_Your instructions_
Could you pick up the text below about the health and rights of Indigenous peoples and continue it from its final sentence?

Source text below:

Each year, on the 9th of August, the United Nations asks that we recognise the diversity and survival of the world’s Indigenous peoples. There are almost 400 million Indigenous peoples from 90 different countries spread over the planet. Despite generations of political advocacy, active resistance, peaceful demonstration and attempts at ensuring a fair stake in the life of member states, it has only been in recent years that there has been a broader international focus on the circumstances, needs and challenges facing Indigenous peoples.
Much of this recent attention has stemmed from the 2007 Declaration on the Rights of Indigenous Peoples. Such a momentous process highlighted several issues. Firstly, there was strong consensus among representatives of the world’s Indigenous peoples and their advocates of the importance of a human rights based approach to health and wellbeing of vulnerable communities. Secondly, there was recognition that Indigenous peoples represent immeasurably diverse cultural, social and geopolitical realities. In every sense this complex tapestry reflects the full diversity of the human condition.
Yet despite their differences, Indigenous peoples are often over-represented in the poorest and most marginalised sector of society. As a consequence they frequently demonstrate the worst health, the highest mortality and the lowest socioeconomic status of any population within their country. The reasons for this shared pattern of disadvantage include shared histories of depopulation, frontier conflict, exposure to previously unknown infectious agents, and in many instances governmental policy of devaluation, cultural re-education, forced separation from family and language, removal from ancestral lands and cultural practices, and systematic marginalisation.

End of Source text.
Records supplied below:

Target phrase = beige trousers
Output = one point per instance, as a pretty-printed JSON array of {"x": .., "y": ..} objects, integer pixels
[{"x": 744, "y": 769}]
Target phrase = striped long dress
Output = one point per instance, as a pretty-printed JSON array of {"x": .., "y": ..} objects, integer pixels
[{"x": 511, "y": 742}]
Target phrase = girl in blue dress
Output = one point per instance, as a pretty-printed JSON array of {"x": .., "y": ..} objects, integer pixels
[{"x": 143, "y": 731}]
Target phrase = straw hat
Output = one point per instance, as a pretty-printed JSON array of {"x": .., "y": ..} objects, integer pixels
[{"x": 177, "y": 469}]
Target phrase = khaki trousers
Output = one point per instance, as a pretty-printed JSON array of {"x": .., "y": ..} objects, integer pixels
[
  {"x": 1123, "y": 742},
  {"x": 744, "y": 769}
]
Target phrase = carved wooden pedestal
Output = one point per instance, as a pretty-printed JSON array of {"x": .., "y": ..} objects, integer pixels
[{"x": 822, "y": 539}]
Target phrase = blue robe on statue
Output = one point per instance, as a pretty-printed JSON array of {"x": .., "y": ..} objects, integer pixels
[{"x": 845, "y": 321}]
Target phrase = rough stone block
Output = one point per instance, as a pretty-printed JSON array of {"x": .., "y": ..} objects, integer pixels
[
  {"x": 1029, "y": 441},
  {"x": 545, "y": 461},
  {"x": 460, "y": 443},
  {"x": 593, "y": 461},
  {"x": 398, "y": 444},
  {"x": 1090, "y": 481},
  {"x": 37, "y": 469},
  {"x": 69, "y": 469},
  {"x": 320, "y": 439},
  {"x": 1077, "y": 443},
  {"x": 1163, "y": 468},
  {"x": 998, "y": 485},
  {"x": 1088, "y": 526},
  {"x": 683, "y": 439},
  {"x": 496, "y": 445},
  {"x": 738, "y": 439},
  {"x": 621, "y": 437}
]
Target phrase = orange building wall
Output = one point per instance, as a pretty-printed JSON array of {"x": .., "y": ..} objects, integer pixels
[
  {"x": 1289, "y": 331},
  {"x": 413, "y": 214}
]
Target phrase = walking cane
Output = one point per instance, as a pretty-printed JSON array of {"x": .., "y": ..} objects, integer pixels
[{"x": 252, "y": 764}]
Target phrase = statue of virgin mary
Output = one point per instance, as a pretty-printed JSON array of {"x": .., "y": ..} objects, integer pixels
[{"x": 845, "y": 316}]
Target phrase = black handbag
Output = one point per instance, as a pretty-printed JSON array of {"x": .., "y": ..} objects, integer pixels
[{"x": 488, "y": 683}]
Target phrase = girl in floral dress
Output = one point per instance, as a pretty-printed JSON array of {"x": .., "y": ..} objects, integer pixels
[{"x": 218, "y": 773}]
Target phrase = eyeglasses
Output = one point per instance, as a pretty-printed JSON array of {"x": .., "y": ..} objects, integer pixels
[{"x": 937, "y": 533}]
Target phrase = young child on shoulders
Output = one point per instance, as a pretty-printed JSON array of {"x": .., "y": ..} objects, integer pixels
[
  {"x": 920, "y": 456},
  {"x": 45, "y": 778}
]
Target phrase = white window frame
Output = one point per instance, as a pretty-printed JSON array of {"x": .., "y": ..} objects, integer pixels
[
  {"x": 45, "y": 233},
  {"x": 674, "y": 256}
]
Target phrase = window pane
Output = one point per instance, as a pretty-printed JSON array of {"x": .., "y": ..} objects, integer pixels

End of Records supplied.
Records supplied below:

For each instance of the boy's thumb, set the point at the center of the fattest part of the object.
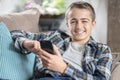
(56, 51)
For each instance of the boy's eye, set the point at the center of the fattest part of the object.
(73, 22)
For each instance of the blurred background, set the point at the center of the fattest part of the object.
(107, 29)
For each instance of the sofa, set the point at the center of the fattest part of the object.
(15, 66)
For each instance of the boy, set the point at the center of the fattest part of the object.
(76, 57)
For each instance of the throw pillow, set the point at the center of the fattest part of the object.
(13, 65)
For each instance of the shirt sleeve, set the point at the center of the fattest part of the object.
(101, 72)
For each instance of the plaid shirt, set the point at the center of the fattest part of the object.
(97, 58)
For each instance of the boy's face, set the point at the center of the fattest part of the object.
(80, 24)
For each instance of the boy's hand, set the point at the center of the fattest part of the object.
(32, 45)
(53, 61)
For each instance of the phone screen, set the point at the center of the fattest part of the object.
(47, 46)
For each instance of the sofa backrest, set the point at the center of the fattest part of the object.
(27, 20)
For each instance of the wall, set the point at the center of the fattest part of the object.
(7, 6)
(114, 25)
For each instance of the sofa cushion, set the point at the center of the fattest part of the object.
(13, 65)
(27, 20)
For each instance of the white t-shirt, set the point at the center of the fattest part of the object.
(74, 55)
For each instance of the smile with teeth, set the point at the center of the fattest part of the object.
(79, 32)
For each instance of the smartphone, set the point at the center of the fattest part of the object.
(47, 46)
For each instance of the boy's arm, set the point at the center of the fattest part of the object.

End of Records supplied.

_Exercise answer_
It is relatively easy to think that these negatives define Indigenous people. However, despite its importance, the role of Indigenous people and cultures and what they can offer broader societies is rarely discussed. At a time when the world struggles with the burden and challenges of environmental degradation, Indigenous peoples provide exemplars of sustainable living and have a deep understanding of better ways to care for the earth. While the world wonders about how they have lost touch with one another, despite spending much of their lives constantly in ‘contact’, it is Indigenous peoples who have historically connected people, places, and the natural wonders of the planet.
It therefore seems apt that at the beginning of our journey as a newly established journal, the 2015 Theme for the International Day of the Worlds Indigenous People focuses on ensuring their health and wellbeing. We hope that Global Health, Epidemiology and Genomics can become a forum and repository for research that supports Indigenous peoples health, and assists in the translation of science and advanced technology to the worlds disadvantaged and marginalised. Ensuring we can all learn from the wisdom and survival of the worlds’ oldest cultures will help to provide a better future for all of humanity.